- **Records for the task**
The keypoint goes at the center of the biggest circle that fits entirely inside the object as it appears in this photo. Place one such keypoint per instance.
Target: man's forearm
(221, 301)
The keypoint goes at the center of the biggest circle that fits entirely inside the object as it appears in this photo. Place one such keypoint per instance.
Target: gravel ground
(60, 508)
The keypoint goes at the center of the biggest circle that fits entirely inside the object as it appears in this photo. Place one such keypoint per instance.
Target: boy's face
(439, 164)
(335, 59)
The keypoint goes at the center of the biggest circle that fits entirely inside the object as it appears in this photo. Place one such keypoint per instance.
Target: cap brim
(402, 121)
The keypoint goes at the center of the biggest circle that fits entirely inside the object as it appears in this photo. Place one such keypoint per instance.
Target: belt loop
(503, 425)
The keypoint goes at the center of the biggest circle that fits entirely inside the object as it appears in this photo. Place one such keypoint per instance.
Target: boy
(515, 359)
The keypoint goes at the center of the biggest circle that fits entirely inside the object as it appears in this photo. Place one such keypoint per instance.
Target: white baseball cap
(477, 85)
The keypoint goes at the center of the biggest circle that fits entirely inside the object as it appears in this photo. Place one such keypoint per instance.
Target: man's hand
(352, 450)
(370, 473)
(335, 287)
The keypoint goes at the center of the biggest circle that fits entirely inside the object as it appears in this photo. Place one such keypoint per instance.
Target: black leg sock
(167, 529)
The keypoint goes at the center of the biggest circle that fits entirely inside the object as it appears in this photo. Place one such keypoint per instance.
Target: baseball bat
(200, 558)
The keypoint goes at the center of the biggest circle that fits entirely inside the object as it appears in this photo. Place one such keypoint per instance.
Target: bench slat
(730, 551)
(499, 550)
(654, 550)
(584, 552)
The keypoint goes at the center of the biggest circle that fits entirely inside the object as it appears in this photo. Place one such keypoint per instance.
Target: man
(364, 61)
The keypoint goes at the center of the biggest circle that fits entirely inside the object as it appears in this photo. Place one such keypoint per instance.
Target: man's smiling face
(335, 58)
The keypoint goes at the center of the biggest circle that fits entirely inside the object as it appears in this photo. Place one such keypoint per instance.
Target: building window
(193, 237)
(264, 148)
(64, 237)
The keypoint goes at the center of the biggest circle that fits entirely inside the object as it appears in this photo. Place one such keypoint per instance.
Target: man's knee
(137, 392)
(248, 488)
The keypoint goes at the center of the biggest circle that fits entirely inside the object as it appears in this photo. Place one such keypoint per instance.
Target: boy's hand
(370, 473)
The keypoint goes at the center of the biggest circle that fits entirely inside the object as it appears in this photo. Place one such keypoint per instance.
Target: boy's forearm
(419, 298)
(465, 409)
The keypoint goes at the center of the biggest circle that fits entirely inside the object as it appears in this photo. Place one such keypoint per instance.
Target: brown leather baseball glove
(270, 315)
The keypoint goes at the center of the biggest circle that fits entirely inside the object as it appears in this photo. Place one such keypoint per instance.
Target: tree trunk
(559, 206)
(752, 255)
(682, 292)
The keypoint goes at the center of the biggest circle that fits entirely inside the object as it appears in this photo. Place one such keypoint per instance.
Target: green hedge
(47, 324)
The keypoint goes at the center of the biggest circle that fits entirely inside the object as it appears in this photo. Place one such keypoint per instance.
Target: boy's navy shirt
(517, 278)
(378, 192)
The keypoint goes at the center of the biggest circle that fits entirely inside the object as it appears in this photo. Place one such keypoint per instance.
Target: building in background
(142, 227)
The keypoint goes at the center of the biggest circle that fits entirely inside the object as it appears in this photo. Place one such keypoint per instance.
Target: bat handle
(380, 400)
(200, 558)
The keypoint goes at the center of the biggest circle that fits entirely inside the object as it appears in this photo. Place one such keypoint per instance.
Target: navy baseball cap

- **Problem**
Exactly as written, copy out all the entries above.

- **The completed task**
The keypoint goes at the center of the biggest circle that fits entirely inside the object as it appears in this photo. Place one such keypoint per instance.
Target: man's forearm
(221, 301)
The keypoint goes at the center of the biggest circle that fits entirely inside the object as it appears in this photo. Place one such keypoint per instance.
Target: gravel ground
(60, 508)
The keypoint goes at the center of the biggest circle that fits entirely inside the object as it appears in this photo. Place one such keypoint per instance.
Target: boy's face
(439, 164)
(335, 59)
The keypoint goes at the center of the biggest circle that fits entirely inside the object as it appears in this photo. Place one such keypoint per instance.
Target: cap brim
(402, 121)
The keypoint goes at the center of the biggest circle that fits entirely inside the object as it appears in this photo. Place one such keypoint per instance.
Target: belt loop
(503, 425)
The keypoint goes at the center of the biggest circle that fits entirely inside the object as it appears in this photo. Place one such keypoint per instance.
Target: boy
(515, 359)
The keypoint goes at the center of the biggest circle that fits entirely inside the object as it appears in this photo. Place one such keypoint per instance.
Target: white baseball cap
(477, 85)
The keypoint goes at the center of the biggest circle that fits entirely inside the object as it appears in this photo. Place one such keypoint per instance.
Target: man's hand
(352, 450)
(370, 473)
(335, 287)
The keypoint goes at the center of the biggest circle that fits entirely inside the object as it appears in this photo. Place one such keypoint per instance.
Target: black leg sock
(167, 529)
The keypoint goes at the center of the biggest circle that fits entirely inside the object as it appears in this photo. Place one such keypoint per instance.
Target: baseball bat
(200, 558)
The keypoint goes at the center of the biggest circle that fits entirely inside the object as it appears in this photo. Place one such keypoint per instance.
Target: bench slat
(730, 551)
(499, 550)
(654, 550)
(584, 552)
The keypoint goes at the center of the biggest circle that fits entirely inside the object as it appears in this photo. Place one such keypoint per instance.
Target: man
(364, 61)
The keypoint goes at the center of the biggest circle that fits entirely inside the object as it appears in this photo. Place one such keypoint per instance.
Target: man's smiling face
(335, 58)
The keypoint goes at the center of the biggest circle that fits entirely inside the object as it appears in this photo. Place one such keypoint per instance.
Target: building window
(193, 237)
(264, 148)
(64, 237)
The keypoint goes at the center of the biggest circle that fits entirely inside the object as it appears in this photo. Place one such keypoint per instance.
Target: man's knee
(137, 392)
(248, 488)
The keypoint goes at the center of the biggest circle that fits entirely inside the object as it appears in this photo. Place one such keypoint per instance.
Target: boy's hand
(370, 473)
The keypoint goes at the center of the biggest circle that fits entirely inside the object as it appears in this photo. Place one such keypoint per instance.
Target: boy's forearm
(419, 298)
(465, 409)
The keypoint goes at the center of the biggest circle that fits entirely inside the object as it appears in this photo. Place one such keypoint per instance.
Target: brown leather baseball glove
(270, 315)
The keypoint goes at the center of the biggest circle that fits entirely inside the object as it appears in this photo. Place one such keypoint per instance.
Target: tree trunk
(559, 206)
(752, 255)
(682, 292)
The keypoint goes at the center of the biggest circle that fits entirely inside the object as it appears in this photo. Place one such keypoint per instance.
Target: green hedge
(47, 324)
The keypoint goes at the center of the biggest circle that fits entirely inside the object as it appears in this photo. Place one such keypoint per instance.
Target: boy's navy shirt
(517, 278)
(378, 192)
The keypoint goes at the center of the biggest circle that fits entirely inside the object as it appears in this photo. Place one such keypoint per instance.
Target: building in background
(142, 227)
The keypoint goes at the center of the biggest circle that fits entirely inside the object as it appears in this photo. Place one such keypoint per instance.
Target: bat handle
(380, 400)
(200, 558)
The keypoint goes at the center of the biggest circle that fits entirely inside the object as it appears in this photo. Place one such keypoint per instance.
Target: navy baseball cap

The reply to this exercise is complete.